> _Page excerpt_

Are you ready for the Battle of Armageddon?  These words haunted my six year old Evangelical Fundamentalist soul.  How did my grandmother Sweetman expect me to respond to her question?  The thought of being blown to smithereens in a war that would obliterate humanity scared the hell out of me, but that was probably the intent of her question.  How was I to enjoy my childhood when I feared being hurled into the last great war, or worst still, being burned alive in the Lake of Fire?  To avoid those eternal flames, I got saved every other Sunday evening at an altar of prayer.  "Walk, run if you must, but get down to this altar.  Get saved.  Don't put it off.  The end of the age is near, and besides, you may die in a car accident on the way home.  You can't afford to take any chances," it was often said.  What could I do, but get saved every chance I had. 

 

Along with my grandmother's Battle of Armageddon, was dad's Great Tribulation, the anti-Christ, God's wrath, fire and brimstone, and most importantly, Israel's prophetic significance.  At the young age of ten years, my prophetic path was in the process of being paved.     

 

June, 1967 confirmed it.  After Israel miraculously demolished its enemies in six days, we all knew this was the beginning of the end.  It was the talk of the church, but couldn't Jesus wait a while.  Like all teenage boys, I desired to experience the ecstasy of my wedding night, but I was only fifteen years old.  Without a girlfriend, let alone a wife, marital bliss would be left behind.            

 

All alone in my bedroom, in February, 1970, Jesus rescued me from my ever-present, guilt-ridden obsession to get saved every other Sunday.  There was no emotion, just an inner assurance of salvation that inspired me to a serious study of the Bible.  In part, that led me to Hal Lindsey's The Late Great Planet Earth.  I soon realized that I'd never see 1975.  There'd be no marriage, not even one evening of ecstatic joy.    

 

"This is the last big purchase of my life," were my exact words when my friend and I left Radio Shack in 1973 with my two new Realistic stereo speakers.  I could now enjoy better quality sounding music as I waited for the rapture, or if Lindsey was wrong, my martyrdom during the Great Tribulation.

> _Record extracts_
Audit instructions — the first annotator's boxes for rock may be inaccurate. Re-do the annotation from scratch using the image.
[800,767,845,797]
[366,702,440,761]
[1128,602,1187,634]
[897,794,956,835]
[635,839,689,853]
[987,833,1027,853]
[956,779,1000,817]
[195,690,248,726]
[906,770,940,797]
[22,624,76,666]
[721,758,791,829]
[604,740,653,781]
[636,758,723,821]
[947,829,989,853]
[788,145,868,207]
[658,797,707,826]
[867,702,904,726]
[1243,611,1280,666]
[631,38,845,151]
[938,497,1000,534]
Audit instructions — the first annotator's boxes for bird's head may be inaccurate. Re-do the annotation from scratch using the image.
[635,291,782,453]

> _Problem set_
1 - In the prophecy essay, what store did the narrator and a friend leave in 1973 with two new stereo speakers?
2 - Duplicate the stretch of the listing from the line that contains "Audit instructions — the first annotator's boxes for bird's" through the end of the listing.
The prophecy essay and the listing are separate, unrelated material.

> _Responses for each task_
1 - Radio Shack.

2 -
Audit instructions — the first annotator's boxes for bird's head may be inaccurate. Re-do the annotation from scratch using the image.
[635,291,782,453]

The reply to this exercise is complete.